Your instructions ▸ Return every one of the records below word for word, changing nothing.
——————————
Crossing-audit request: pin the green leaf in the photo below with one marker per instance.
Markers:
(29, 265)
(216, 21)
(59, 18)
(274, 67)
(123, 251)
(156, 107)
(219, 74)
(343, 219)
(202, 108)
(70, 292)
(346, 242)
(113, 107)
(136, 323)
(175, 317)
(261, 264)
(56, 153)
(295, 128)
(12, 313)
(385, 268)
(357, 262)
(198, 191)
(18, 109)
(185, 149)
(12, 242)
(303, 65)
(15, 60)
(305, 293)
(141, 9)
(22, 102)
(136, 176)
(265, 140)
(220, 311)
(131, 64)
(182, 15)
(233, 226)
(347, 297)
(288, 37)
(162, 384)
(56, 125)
——————————
Completed exercise ▸
Crossing-audit request: pin the green leaf in the photo below with one marker per instance.
Markers:
(29, 265)
(216, 21)
(59, 18)
(274, 67)
(123, 251)
(156, 107)
(219, 74)
(343, 219)
(202, 108)
(70, 292)
(346, 242)
(113, 107)
(136, 323)
(175, 317)
(261, 264)
(56, 153)
(295, 128)
(12, 313)
(385, 268)
(357, 262)
(198, 191)
(18, 109)
(185, 149)
(12, 242)
(303, 65)
(15, 60)
(305, 293)
(141, 9)
(22, 102)
(136, 176)
(265, 140)
(220, 311)
(131, 64)
(182, 15)
(233, 226)
(347, 297)
(288, 37)
(162, 384)
(56, 125)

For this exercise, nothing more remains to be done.